**WRITTEN INSTRUCTION:** Copy every line of the material below word for word.

── DATA EXTRACT

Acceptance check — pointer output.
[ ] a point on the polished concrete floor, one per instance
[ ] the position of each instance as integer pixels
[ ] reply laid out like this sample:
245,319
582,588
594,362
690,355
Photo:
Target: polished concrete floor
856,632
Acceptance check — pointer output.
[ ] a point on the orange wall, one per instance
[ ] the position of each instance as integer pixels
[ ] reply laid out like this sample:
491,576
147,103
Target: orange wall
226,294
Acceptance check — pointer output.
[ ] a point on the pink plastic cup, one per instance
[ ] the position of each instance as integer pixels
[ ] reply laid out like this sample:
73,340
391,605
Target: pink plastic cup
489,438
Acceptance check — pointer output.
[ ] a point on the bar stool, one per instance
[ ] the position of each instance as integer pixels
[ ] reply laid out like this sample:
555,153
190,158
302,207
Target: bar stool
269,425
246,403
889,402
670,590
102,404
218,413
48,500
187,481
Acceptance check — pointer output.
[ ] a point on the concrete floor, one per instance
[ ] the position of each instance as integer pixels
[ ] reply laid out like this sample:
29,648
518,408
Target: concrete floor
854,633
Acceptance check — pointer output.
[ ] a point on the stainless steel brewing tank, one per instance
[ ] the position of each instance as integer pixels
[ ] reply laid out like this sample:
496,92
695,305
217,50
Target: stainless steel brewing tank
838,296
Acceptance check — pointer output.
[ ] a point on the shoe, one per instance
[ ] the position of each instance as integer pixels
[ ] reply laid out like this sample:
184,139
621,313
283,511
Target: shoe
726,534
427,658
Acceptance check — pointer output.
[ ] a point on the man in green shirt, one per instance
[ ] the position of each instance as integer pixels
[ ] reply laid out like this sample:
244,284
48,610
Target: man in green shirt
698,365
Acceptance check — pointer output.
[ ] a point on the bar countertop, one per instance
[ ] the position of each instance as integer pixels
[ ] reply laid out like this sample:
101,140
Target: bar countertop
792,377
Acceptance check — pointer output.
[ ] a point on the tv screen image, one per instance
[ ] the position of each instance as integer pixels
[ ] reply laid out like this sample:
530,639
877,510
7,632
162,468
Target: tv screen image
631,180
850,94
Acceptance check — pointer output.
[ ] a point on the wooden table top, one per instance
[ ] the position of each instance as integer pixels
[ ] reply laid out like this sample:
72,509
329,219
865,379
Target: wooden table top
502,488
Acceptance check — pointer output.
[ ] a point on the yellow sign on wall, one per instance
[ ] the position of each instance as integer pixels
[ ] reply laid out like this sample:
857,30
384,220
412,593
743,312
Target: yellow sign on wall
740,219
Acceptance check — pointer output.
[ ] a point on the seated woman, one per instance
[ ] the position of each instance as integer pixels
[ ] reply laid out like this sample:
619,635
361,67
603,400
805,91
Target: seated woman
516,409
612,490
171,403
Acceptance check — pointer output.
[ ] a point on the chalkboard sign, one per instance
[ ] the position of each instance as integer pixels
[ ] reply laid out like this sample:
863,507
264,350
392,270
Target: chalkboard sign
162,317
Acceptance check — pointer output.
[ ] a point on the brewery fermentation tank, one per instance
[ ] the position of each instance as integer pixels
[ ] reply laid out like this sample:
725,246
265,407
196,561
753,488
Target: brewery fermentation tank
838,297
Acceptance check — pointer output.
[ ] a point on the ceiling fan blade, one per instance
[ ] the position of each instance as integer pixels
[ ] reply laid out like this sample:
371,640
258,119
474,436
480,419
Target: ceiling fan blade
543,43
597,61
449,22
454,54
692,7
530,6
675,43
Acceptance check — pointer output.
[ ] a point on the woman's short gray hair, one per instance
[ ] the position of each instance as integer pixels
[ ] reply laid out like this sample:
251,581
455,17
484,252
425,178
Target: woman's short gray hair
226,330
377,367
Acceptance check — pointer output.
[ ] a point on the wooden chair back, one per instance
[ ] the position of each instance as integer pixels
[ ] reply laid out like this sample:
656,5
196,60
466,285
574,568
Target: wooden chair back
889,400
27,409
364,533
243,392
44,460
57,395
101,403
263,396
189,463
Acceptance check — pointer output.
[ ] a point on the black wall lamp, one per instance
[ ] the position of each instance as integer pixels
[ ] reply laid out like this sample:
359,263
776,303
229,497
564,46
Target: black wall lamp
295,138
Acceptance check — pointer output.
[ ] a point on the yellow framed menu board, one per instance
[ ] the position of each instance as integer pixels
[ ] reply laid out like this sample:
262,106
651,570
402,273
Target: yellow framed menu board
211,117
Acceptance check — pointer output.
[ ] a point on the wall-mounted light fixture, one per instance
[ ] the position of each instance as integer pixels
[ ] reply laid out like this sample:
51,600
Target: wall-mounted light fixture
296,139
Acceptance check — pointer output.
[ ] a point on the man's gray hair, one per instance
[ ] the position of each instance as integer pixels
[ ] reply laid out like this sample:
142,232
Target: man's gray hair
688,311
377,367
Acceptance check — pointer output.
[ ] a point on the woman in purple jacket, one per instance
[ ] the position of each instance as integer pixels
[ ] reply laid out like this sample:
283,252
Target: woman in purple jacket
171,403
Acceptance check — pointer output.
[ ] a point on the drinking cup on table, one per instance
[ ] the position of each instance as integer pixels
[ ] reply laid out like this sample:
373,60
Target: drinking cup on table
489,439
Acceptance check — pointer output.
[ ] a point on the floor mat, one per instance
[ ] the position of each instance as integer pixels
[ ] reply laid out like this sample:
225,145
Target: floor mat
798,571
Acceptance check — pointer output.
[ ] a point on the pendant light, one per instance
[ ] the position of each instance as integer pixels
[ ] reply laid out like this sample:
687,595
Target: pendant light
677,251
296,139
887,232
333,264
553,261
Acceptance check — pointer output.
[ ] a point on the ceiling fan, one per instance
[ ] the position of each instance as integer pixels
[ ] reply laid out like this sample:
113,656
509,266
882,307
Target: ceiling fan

────

**SOLUTION:**
Acceptance check — pointer output.
[ ] a point on the polished concrete floor, one per instance
[ ] the position of each instance as integer pixels
[ ] reply laid out like this sample:
245,319
582,588
594,362
690,355
Photo:
Target: polished concrete floor
856,632
Acceptance check — pointer output.
[ ] a point on the orange wall, one per instance
[ ] the position of each instance as integer pixels
[ ] reply laid out like this sample:
491,576
147,103
Target: orange wall
226,294
Acceptance check — pointer output.
[ ] a point on the pink plastic cup, one per instance
[ ] the position of each instance as integer pixels
[ ] reply laid out like this sample:
73,340
391,605
Target: pink plastic cup
489,438
Acceptance check — pointer output.
[ ] a point on the bar stool, one per instance
[ ] the position of each instance as integer pixels
[ ] reply laid out like this sample:
555,153
190,158
302,207
Target: bar stool
269,425
246,403
889,402
670,590
102,404
218,413
48,500
187,481
Acceptance check — pointer output.
[ ] a point on the concrete floor, one per instance
[ ] the position of each instance as integer pixels
[ ] reply laid out like this sample:
29,648
518,408
Target: concrete floor
854,633
Acceptance check — pointer output.
[ ] a point on the stainless steel brewing tank, one per instance
[ ] the position of each instance as integer pixels
[ ] reply laid out like this sample:
496,92
695,305
217,50
Target: stainless steel brewing tank
838,296
Acceptance check — pointer output.
[ ] a point on the shoe, one per instance
[ ] the position of each instance as integer pixels
[ ] reply laid out like this sample:
184,139
621,313
283,511
Target: shoe
726,534
427,658
Acceptance check — pointer output.
[ ] a point on the man in green shirt, one per instance
[ ] the position of each instance as integer pixels
[ ] reply laid out like this sample:
244,284
48,610
Target: man in green shirt
698,365
Acceptance check — pointer output.
[ ] a point on the bar countertop, one per instance
[ ] the position of each instance as integer pixels
[ ] reply laid out like this sample:
101,140
Target: bar countertop
792,377
Acceptance check — pointer output.
[ ] a point on the tv screen image, one per instance
[ ] the position of each instance as integer pixels
[ ] reply laid out like this sample:
530,639
877,510
7,632
162,468
Target: tv screen image
631,180
850,94
Acceptance check — pointer output.
[ ] a point on the wooden table top, one per instance
[ ] the position of each instance as integer pixels
[ ] reply laid out like this sample:
72,509
329,219
865,379
Target: wooden table top
502,488
Acceptance check — pointer output.
[ ] a point on the yellow sign on wall, one per instance
[ ] the position of each instance as integer pixels
[ ] reply laid out like this sample:
857,30
384,220
412,593
743,312
Target: yellow sign on wall
740,219
Acceptance check — pointer output.
[ ] a point on the seated woman, one per instance
[ ] the position of each instance as integer pixels
[ ] reply laid out like this sample:
619,635
361,67
603,400
805,91
Target: seated woman
516,409
612,490
171,403
Acceptance check — pointer output.
[ ] a point on the chalkboard sign, one per instance
[ ] the position of each instance as integer pixels
[ ] reply laid out like this sample:
863,507
264,350
392,270
Target: chalkboard sign
162,317
Acceptance check — pointer output.
[ ] a point on the brewery fermentation tank, one per instance
[ ] the position of each instance as integer pixels
[ ] reply laid out like this sample:
725,246
265,407
196,561
753,488
Target: brewery fermentation tank
838,297
Acceptance check — pointer output.
[ ] a point on the ceiling fan blade, one per instance
[ ] the position of each instance as integer pixels
[ ] reply laid out like this sample:
371,640
258,119
474,436
480,419
Target: ceiling fan blade
543,43
597,61
449,22
454,54
692,7
530,6
675,43
Acceptance check — pointer output.
[ ] a point on the woman's short gray hair, one per instance
[ ] the position of each instance as integer pixels
[ ] reply laid out like this sample:
251,581
455,17
484,252
425,178
Target: woman's short gray hair
226,330
377,367
Acceptance check — pointer output.
[ ] a point on the wooden chair back, one per instance
[ ] the position of each instance as integer pixels
[ ] reply laid out like this sample:
656,5
196,60
466,285
574,568
Target: wooden chair back
889,400
27,409
364,533
243,392
44,460
57,395
101,403
263,396
189,463
Acceptance check — pointer output.
[ ] a point on the black wall lamp, one per instance
[ ] the position of each instance as integer pixels
[ ] reply laid out like this sample:
359,263
776,303
229,497
564,46
Target: black wall lamp
295,138
Acceptance check — pointer output.
[ ] a point on the yellow framed menu board, one per instance
[ ] the position of each instance as integer pixels
[ ] reply laid out like this sample:
262,106
651,570
402,273
Target: yellow framed menu board
211,117
Acceptance check — pointer output.
[ ] a point on the wall-mounted light fixture, one per instance
[ ] the position of each instance as integer pixels
[ ] reply laid out like this sample:
51,600
Target: wall-mounted light fixture
296,139
Acceptance check — pointer output.
[ ] a point on the man's gray hair, one per instance
[ ] the position of each instance as integer pixels
[ ] reply laid out like this sample:
142,232
Target: man's gray hair
688,311
377,367
Acceptance check — pointer output.
[ ] a point on the woman in purple jacket, one per instance
[ ] the position of each instance as integer pixels
[ ] reply laid out like this sample:
283,252
Target: woman in purple jacket
171,403
Acceptance check — pointer output.
[ ] a point on the drinking cup on table, one per instance
[ ] the position of each instance as integer pixels
[ ] reply laid out like this sample:
373,60
Target: drinking cup on table
489,439
Acceptance check — pointer output.
[ ] a point on the floor mat, one per instance
[ ] the position of each instance as integer pixels
[ ] reply laid out like this sample:
225,145
Target: floor mat
798,571
Acceptance check — pointer output.
[ ] a point on the pendant light, one per instance
[ ] the position of each instance as integer pixels
[ ] reply laid out like this sample:
687,595
Target: pendant light
677,251
296,139
887,232
333,264
553,261
Acceptance check — pointer output.
[ ] a point on the ceiling fan, one per instance
[ ] the position of each instance as integer pixels
[ ] reply laid out like this sample:
113,656
509,266
882,307
Target: ceiling fan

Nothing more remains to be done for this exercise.